▶ [Page text]:
* * * * * * * * *
0

I'm processing a bunch of text-based records in csv format using Dask, which I am learning to use to work around too large to fit in memory problems, and I'm trying to filter records within groups that best match a complicated criteria.

The best approach I've identified to approach this so far is to basically use Dash to group records in bite sized chunks and then write the applicable logic in Python:

def reduce_frame(partition):
    records = partition.to_dict('record')
    shortlisted_records = []

    # Use Python to locate promising looking records.
    # Some of the criteria can be cythonized; one criteria
    # revolves around whether record is a parent or child
    # of records in shortlisted_records.
    for other in shortlisted_records:
        if other.path.startswith(record.path) \
            or record.path.startswith(other.path):
            ... # keep one, possibly both
        ...

    return pd.DataFrame.from_dict(shortlisted_records)

df = df.groupby('key').apply(reduce_frame, meta={...})

In case it matters, the complicated criteria revolves around weeding out promising looking links on a web page based on link url, link text, and css selectors across the entire group. Think with given A, and B in shortlist, and C a new record, keep all if each are very very promising, else prefer C over A and/or B if more promising than either or both, else drop C. The resulting Pandas partition objects above are tiny. (The dataset in its entirety is not, hence my using Dask.)

Seeing how Pandas functionality exposes inherently row- and column-based functionality, I'm struggling to imagine any vectorized approach to solving this, so I'm exploring writing the logic in Python.

Is the above the correct way to proceed, or are there more Dask/Pandas idiomatic ways - or simply better ways - to approach this type of problem? Ideally one that allows to parallelize the computations across a cluster? For instance by using Dask.bag or Dask.delayed and/or cytoolz or something else I might have missed while learning Python?
* * * * * * * * *
▶ [Extracted material]:
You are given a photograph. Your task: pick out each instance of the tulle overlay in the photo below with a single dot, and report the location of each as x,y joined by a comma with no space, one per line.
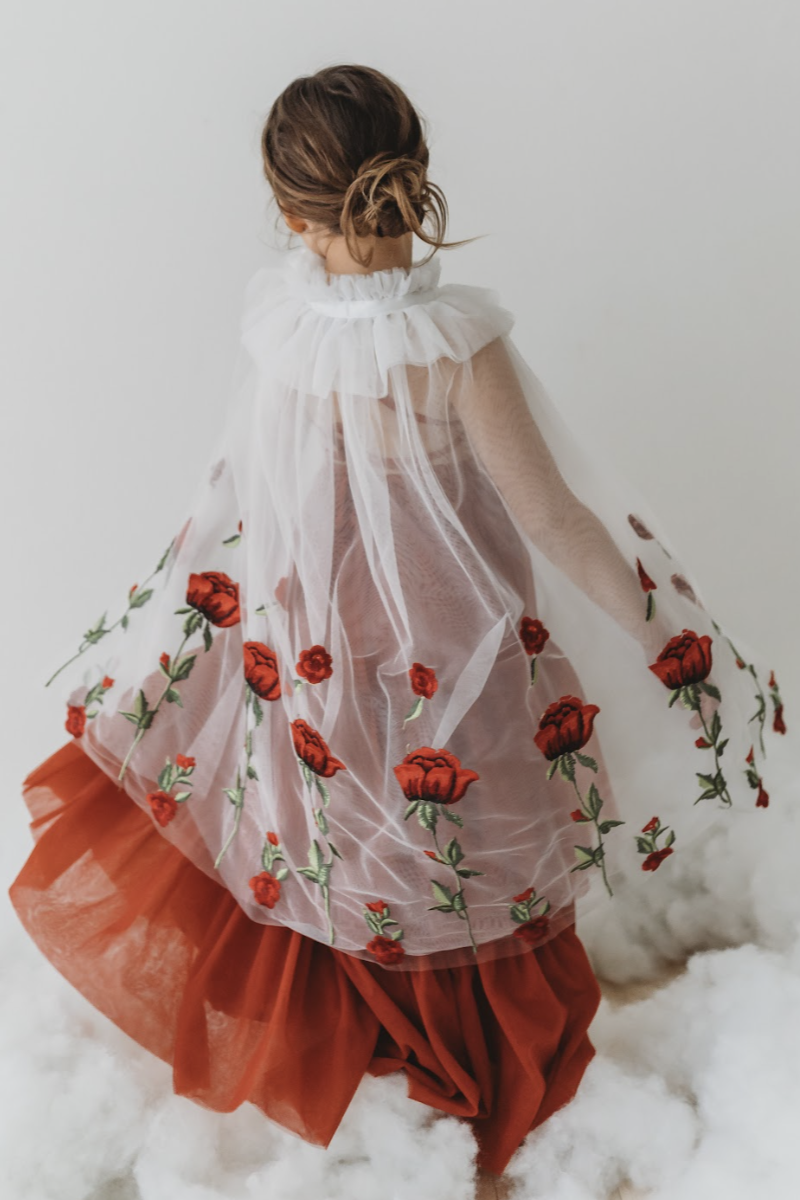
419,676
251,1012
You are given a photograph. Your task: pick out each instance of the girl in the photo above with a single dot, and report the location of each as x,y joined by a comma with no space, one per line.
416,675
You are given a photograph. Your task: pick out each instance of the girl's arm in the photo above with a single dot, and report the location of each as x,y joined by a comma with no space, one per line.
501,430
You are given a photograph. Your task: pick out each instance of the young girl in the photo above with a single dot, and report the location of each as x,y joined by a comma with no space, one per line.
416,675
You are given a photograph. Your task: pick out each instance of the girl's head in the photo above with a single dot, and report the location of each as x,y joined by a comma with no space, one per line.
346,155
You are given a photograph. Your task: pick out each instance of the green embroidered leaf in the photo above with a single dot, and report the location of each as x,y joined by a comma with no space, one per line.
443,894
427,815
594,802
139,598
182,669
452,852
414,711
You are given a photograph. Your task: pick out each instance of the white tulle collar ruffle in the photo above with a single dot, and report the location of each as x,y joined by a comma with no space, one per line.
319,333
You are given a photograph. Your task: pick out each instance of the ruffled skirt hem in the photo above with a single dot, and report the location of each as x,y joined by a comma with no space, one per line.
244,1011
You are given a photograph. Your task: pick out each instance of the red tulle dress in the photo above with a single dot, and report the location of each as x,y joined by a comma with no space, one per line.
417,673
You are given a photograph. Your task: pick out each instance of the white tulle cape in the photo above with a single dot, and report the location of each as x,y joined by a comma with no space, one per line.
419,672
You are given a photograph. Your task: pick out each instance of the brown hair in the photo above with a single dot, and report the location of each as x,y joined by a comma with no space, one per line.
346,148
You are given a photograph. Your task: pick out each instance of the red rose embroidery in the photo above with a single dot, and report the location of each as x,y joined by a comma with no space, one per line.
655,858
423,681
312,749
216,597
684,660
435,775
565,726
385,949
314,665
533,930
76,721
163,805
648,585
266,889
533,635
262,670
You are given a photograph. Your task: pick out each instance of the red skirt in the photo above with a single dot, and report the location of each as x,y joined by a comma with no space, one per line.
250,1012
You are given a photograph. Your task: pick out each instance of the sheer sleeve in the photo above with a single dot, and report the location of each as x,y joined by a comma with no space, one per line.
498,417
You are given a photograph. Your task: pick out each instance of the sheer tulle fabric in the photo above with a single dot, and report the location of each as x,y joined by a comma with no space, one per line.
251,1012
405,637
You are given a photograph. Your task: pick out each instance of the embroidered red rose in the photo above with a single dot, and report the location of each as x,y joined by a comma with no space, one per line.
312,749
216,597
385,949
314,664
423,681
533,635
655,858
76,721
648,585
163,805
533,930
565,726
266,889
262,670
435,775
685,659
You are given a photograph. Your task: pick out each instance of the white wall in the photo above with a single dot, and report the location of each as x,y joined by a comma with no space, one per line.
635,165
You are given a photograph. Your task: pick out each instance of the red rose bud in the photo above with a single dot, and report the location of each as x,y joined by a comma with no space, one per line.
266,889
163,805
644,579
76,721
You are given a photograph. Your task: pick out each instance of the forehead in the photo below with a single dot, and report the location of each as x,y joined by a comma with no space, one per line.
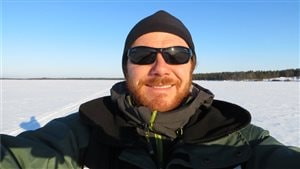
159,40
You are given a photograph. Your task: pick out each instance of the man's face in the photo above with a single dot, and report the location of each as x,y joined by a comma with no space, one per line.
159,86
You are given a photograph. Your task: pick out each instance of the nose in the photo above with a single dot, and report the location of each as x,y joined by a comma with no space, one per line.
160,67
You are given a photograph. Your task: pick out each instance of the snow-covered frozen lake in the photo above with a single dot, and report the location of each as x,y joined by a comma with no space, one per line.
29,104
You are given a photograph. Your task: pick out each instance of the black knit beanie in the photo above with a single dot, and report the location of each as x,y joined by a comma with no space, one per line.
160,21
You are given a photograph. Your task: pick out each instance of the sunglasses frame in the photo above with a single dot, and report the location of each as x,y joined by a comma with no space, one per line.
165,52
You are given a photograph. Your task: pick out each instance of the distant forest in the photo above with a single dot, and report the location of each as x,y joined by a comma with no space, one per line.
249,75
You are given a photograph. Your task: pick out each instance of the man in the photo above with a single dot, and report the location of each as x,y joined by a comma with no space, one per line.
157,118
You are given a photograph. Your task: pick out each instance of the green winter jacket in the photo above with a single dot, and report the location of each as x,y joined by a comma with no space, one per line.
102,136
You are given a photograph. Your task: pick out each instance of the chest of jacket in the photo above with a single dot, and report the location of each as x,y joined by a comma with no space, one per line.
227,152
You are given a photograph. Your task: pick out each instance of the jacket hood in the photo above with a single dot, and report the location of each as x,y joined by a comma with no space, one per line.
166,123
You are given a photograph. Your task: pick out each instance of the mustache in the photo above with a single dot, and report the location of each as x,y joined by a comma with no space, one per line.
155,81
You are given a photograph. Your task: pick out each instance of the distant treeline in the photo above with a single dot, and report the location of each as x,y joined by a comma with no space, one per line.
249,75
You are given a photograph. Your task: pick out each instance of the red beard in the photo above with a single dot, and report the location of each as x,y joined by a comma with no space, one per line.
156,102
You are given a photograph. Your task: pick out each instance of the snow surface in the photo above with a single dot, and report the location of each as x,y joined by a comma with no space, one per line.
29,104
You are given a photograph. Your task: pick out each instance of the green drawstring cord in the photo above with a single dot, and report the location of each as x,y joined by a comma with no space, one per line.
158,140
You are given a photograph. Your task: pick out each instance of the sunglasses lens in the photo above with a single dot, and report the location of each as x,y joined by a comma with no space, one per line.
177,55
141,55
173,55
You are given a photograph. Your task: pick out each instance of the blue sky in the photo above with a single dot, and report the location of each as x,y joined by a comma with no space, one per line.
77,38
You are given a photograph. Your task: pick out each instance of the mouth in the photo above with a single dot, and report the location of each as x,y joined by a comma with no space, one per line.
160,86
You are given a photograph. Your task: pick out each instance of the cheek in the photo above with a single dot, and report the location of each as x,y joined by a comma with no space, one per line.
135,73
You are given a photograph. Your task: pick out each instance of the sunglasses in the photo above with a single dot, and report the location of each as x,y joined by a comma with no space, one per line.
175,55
* * * * * * * * *
▶ [Brief 1]: Summarize the forum post about filtering grouped records with Dask in two sentences.
▶ [Brief 2]: Resume the forum post about filtering grouped records with Dask, starting after its final sentence.
The material is drawn from a separate source.

▶ [Written answer 1]: The writer is using Dask to process CSV text records that are too large to fit in memory, grouping them by key and applying a Python function that shortlists the records in each group that best match complicated criteria based on link URL, link text, and CSS selectors. Because the writer cannot imagine a vectorized approach in Pandas, the post asks whether this is the correct approach or whether there are more idiomatic or better options, such as Dask.bag, Dask.delayed, or cytoolz, ideally ones that allow the computations to be parallelized across a cluster.

▶ [Written answer 2]:
Denis de Bernardy
  • 75,850
  • 13
  • 131
  • 154
  • Kind of hard to know whether vectorization is possible or not without knowing the logic. But you might want to [check this out](https://stackoverflow.com/questions/26187759/parallelize-apply-after-pandas-groupby) – rafaelc Jul 24 '19 at 16:38
  • @rafaelc: nah, trust me, vectorization isn't much of an option insofar as I've been studying the docs and SO for the past weeks. Think with given A, and B in shortlist, and C a new record, keep all if each are very very promising, else prefer C over A and/or B if more promising than either or both, else drop C. Re the question you linked to, the parallelization I need is before the groupby, hence my using Dask. The partitions in the apply are a few hundred records max and comfortably fit in memory. – Denis de Bernardy Jul 24 '19 at 16:41
  • Please take a look at [How to create good pandas examples](https://stackoverflow.com/questions/20109391/how-to-make-good-reproducible-pandas-examples) and provide a [mcve] for your problem including sample input and output so that we can better understand and help you – G. Anderson Jul 24 '19 at 16:43
  • @G.Anderson: I'm not looking for code, I'm looking for an Dask/Pandas expert who can confirm whether the approach is correct or if there's a better way. – Denis de Bernardy Jul 24 '19 at 16:44
  • Again it's really difficult to say, **especially** with the groupby. While many things can be done with `groupby.apply` there are a lot of intelligent and sneaky ways to first create the condition then use one of the `groupby` functions that have a cythonized implementation. The former will be a slow loop, the later orders of magnitudes faster. – ALollz Jul 24 '19 at 16:46
  • @ALollz: I've edited the code in the question slightly, to highlight why I do not think it can be cythonized. – Denis de Bernardy Jul 24 '19 at 17:39

1 Answers1

1

I know nothing about Dask, but can tell a little on passing / blocking some rows using Pandas.

It is possible to use groupby(...).apply(...) to "filter" the source DataFrame.

Example: df.groupby('key').apply(lambda grp: grp.head(2)) returns first 2 rows from each group.

In your case, write a function to applied to each group, which:

  • contains some logic, processing the current group,
  • generates the output DataFrame, based on this logic, e.g. returning only some of input rows.

The returned rows are then concatenated, forming the result of apply.

Another possibility is to use groupby(...).filter(...), but in this case the underlying function returns a decision "passing" or "blocking" each group of rows.

Yet another possibility is to define a "filtering function", say filtFun, which returns True (pass the row) or False (block the row).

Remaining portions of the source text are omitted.